__EXERCISE PROMPT__
Only the text of the records belongs in the answer, copied exactly and without pictures.
DATASET Block Start
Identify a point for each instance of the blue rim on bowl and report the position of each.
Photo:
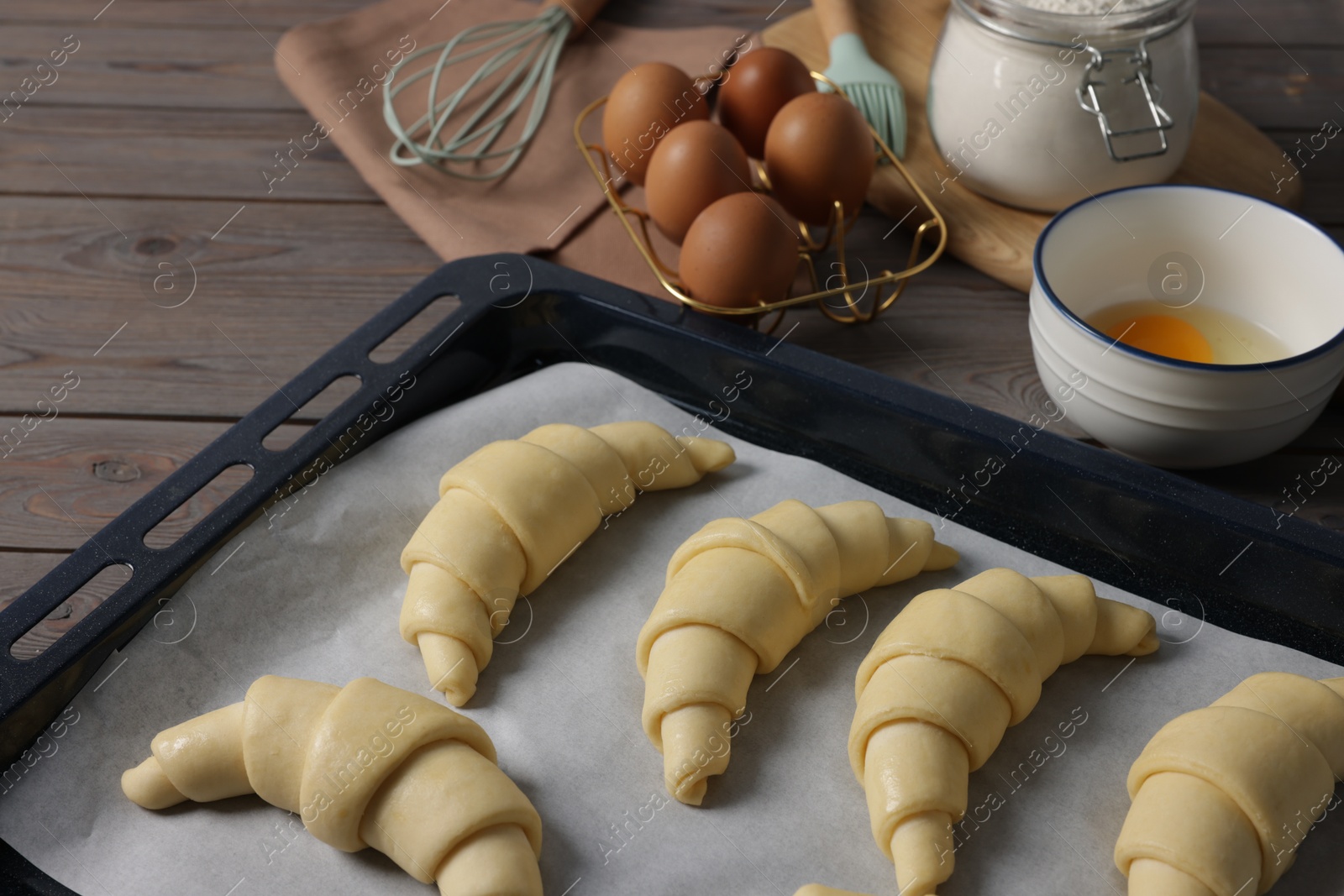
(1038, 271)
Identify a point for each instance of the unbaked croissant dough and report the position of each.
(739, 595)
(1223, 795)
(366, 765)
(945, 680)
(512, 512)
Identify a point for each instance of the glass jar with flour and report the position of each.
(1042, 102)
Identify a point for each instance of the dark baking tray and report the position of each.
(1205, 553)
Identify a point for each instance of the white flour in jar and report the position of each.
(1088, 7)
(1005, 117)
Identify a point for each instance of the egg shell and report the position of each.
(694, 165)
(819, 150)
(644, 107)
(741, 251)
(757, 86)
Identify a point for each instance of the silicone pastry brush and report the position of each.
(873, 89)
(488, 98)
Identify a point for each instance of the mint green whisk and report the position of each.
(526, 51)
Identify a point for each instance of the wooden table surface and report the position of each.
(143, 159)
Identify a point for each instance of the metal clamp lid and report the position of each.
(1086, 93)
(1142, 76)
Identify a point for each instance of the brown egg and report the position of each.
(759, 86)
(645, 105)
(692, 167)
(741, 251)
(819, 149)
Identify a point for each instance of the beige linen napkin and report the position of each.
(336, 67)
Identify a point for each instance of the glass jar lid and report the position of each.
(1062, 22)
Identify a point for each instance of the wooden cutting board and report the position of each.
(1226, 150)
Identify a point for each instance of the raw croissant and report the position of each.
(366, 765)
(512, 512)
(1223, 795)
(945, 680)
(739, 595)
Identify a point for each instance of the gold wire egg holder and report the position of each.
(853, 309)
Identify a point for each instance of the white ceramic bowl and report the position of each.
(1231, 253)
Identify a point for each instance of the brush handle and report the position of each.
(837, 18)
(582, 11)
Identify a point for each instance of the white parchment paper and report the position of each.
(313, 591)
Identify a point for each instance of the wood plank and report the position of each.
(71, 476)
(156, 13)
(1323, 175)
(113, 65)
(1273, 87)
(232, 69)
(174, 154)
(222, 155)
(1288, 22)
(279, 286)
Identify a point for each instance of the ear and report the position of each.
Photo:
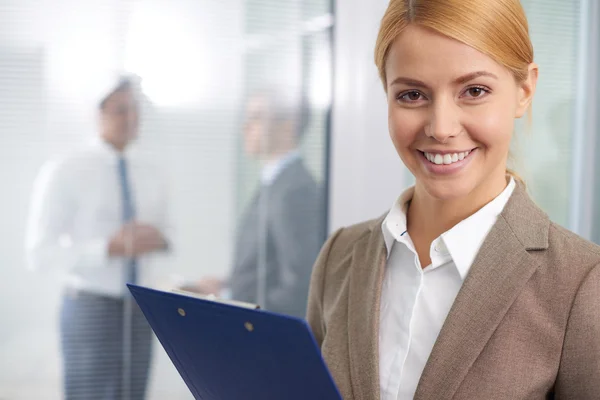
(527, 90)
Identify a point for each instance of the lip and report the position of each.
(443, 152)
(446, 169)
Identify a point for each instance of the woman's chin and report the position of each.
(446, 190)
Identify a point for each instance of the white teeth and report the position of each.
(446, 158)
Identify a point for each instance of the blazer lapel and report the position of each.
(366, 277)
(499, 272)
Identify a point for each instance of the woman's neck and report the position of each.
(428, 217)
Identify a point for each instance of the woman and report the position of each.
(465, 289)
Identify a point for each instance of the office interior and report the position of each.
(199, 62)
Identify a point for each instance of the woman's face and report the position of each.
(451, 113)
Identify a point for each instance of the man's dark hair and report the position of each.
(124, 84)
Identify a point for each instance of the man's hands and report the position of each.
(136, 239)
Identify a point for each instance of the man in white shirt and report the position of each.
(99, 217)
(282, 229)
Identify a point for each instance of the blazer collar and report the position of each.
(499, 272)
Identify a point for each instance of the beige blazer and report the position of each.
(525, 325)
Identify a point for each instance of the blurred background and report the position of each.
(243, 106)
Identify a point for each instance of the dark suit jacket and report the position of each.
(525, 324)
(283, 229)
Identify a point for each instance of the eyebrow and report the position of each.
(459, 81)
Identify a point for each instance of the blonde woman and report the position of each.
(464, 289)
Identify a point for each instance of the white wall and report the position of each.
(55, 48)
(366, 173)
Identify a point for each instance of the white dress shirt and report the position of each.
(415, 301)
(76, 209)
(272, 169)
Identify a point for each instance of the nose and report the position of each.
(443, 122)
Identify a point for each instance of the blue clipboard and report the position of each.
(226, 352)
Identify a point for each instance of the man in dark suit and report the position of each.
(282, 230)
DATASET Block End
__PROBLEM SOLUTION__
Identify a point for each instance of the blue rim on bowl and report the position of each.
Photo:
(1038, 271)
Identify a point for each instance of the unbaked croissant dough and report the position of each.
(739, 595)
(1223, 795)
(366, 765)
(945, 680)
(512, 512)
Identify a point for each instance of the glass jar with flour and report the position of each.
(1042, 102)
Identify a point for each instance of the dark baking tray and report the position of each.
(1205, 553)
Identify a point for each instance of the white flour in jar and report the position of each.
(1088, 7)
(1005, 117)
Identify a point for each instance of the egg shell and report the position of each.
(694, 165)
(819, 150)
(644, 107)
(741, 251)
(757, 86)
Identify a point for each instance of the silicone pastry brush and report the position of each.
(873, 89)
(488, 98)
Identify a point for each instance of the mint green whisk and report the position of each.
(526, 51)
Identify a point for each instance of the wooden table surface and report the position of each.
(143, 159)
Identify a point for each instance of the metal clamp lid and report the position of each.
(1086, 93)
(1142, 76)
Identify a point for each instance of the brown egg and report the position of each.
(759, 86)
(645, 105)
(692, 167)
(741, 251)
(819, 149)
Identify a point for each instance of the beige linen napkin and report the position of each.
(336, 67)
Identify a point for each instance of the glass jar lid and report the position of each.
(1062, 22)
Identify a point for each instance of the wooden cutting board and report the position of each.
(1226, 150)
Identify a point for each instance of the raw croissant and report the position of each.
(366, 765)
(512, 512)
(1223, 795)
(945, 680)
(739, 595)
Identify a point for each instance of the gold wire egg holder and report the position of each.
(853, 309)
Identify a point for each instance of the white ceramic bowl and report the position of each.
(1231, 253)
Identify a point for each instance of the brush handle and report the position of each.
(837, 18)
(582, 11)
Identify a point for each instance of the white parchment paper and report the position of each.
(313, 591)
Identify a point for each instance of the wood plank and report the position of each.
(71, 476)
(156, 13)
(1323, 175)
(113, 65)
(1273, 87)
(232, 69)
(174, 154)
(222, 155)
(1288, 22)
(279, 286)
Identify a point for each instance of the ear and report the position of each.
Photo:
(527, 90)
Identify a point for each instance of the lip and report the position of each.
(443, 152)
(446, 169)
Identify a point for each instance of the woman's chin and report the position of each.
(446, 190)
Identify a point for each instance of the white teeth and report the position of each.
(446, 158)
Identify a point for each instance of the blazer lapel and report the position of each.
(366, 277)
(499, 272)
Identify a point for each instance of the woman's neck and report the position of each.
(428, 217)
Identify a point for each instance of the woman and report the position of each.
(465, 289)
Identify a point for each instance of the office interior and report the position of each.
(199, 62)
Identify a point for each instance of the woman's face and report the position of each.
(451, 113)
Identify a point for each instance of the man's dark hair and report the position of each.
(124, 84)
Identify a point for each instance of the man's hands and report the position of each.
(136, 239)
Identify a point for each instance of the man in white shirt and report the position of each.
(99, 217)
(282, 229)
Identify a point for each instance of the blazer collar and report the position of each.
(499, 272)
Identify a point for each instance of the beige blazer and report the position of each.
(525, 325)
Identify a point for each instance of the blurred background and report the position of each.
(243, 106)
Identify a point for each instance of the dark suit jacket and report the position of each.
(525, 324)
(283, 229)
Identify a point for each instance of the eyebrow and report the position of each.
(459, 81)
Identify a point for each instance of the blonde woman and report the position of each.
(464, 289)
Identify a point for each instance of the white wall and report the position of each.
(55, 48)
(366, 173)
Identify a point for each instance of the white dress shirt and report the position of each.
(415, 301)
(76, 209)
(272, 169)
Identify a point for each instance of the nose and report the position of each.
(443, 122)
Identify a point for each instance of the blue clipboard and report the position of each.
(226, 352)
Identify a point for each instance of the man in dark suit and report the position of each.
(282, 230)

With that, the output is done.